Exercise prompt ->
Reproduce the material below line for line, changing nothing.

'''

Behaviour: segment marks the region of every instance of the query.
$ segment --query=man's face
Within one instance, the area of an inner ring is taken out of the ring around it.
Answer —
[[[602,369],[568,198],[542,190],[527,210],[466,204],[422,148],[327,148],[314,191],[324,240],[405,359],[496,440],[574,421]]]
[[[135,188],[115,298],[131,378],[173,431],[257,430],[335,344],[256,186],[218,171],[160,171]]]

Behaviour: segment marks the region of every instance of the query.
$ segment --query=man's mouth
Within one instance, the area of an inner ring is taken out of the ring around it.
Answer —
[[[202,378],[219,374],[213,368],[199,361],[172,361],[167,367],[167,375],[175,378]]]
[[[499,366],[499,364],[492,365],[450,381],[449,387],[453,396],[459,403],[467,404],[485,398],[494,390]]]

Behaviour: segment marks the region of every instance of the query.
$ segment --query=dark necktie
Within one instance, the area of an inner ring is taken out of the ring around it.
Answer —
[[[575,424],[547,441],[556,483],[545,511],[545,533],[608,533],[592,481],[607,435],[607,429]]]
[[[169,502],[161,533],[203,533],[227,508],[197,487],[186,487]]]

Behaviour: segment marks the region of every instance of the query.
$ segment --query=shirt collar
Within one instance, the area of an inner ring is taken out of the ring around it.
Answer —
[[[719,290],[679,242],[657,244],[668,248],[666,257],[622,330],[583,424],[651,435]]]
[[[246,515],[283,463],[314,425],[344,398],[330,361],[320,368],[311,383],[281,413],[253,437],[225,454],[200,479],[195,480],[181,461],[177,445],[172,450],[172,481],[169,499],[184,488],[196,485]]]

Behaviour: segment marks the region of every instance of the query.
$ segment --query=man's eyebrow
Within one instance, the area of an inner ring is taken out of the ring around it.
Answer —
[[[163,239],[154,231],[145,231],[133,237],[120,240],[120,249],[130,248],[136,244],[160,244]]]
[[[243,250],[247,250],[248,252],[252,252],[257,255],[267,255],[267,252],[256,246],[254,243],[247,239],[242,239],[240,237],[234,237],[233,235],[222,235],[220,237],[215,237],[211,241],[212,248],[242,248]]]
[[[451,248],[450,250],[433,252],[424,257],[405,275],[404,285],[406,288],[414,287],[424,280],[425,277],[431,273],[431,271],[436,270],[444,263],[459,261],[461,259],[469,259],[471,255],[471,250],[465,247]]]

'''

Correct answer ->
Behaviour: segment marks the region of every instance of the query.
$ segment --query=man's face
Within one instance, the area of an inner ring is taken out of the ring around it.
Answer —
[[[602,369],[568,198],[542,190],[527,210],[466,204],[422,148],[327,148],[314,191],[324,240],[405,359],[496,440],[574,421]]]
[[[135,188],[115,298],[131,378],[173,431],[257,430],[335,344],[256,186],[218,171],[160,171]]]

Behaviour: segment marks the region of every instance of the query.
$ segment --query=man's mouth
Within one instance, the area of an inner ring is taken out of the ring around it.
Answer —
[[[202,378],[219,374],[213,368],[199,361],[172,361],[167,367],[167,375],[175,378]]]
[[[499,366],[499,364],[492,365],[450,381],[449,387],[453,396],[459,403],[467,404],[485,398],[494,390]]]

Behaviour: segment marks the region of every instance of the query.
$ segment --query=dark necktie
Within one instance, the area of an inner ring is taken out of the ring around it.
Answer —
[[[575,424],[547,441],[556,483],[545,511],[545,533],[608,533],[592,481],[607,435],[607,429]]]
[[[169,502],[161,533],[203,533],[227,508],[197,487],[186,487]]]

Behaviour: segment marks the region of every instance of the query.
$ segment --query=shirt collar
Within one instance, the area of an inner ring is taken out of the ring around it.
Answer —
[[[719,290],[679,242],[657,244],[668,248],[666,257],[622,330],[583,424],[651,435]]]
[[[246,515],[283,463],[314,425],[344,398],[330,361],[320,368],[311,383],[281,413],[253,437],[225,454],[200,479],[195,480],[181,461],[177,445],[172,450],[172,481],[169,499],[184,488],[196,485]]]

Behaviour: segment marks the region of every instance of the query.
$ segment --query=man's eyebrow
Within one instance, the area of an inner ring is taken out of the ring around it.
Answer —
[[[163,239],[154,231],[145,231],[133,237],[120,240],[120,249],[130,248],[136,244],[160,244]]]
[[[243,250],[247,250],[248,252],[252,252],[257,255],[267,255],[267,252],[256,246],[254,243],[247,239],[242,239],[240,237],[234,237],[233,235],[222,235],[220,237],[215,237],[211,241],[212,248],[242,248]]]
[[[451,248],[450,250],[433,252],[424,257],[405,275],[404,285],[406,288],[414,287],[424,280],[425,277],[431,273],[431,271],[436,270],[444,263],[459,261],[461,259],[469,259],[471,255],[471,250],[465,247]]]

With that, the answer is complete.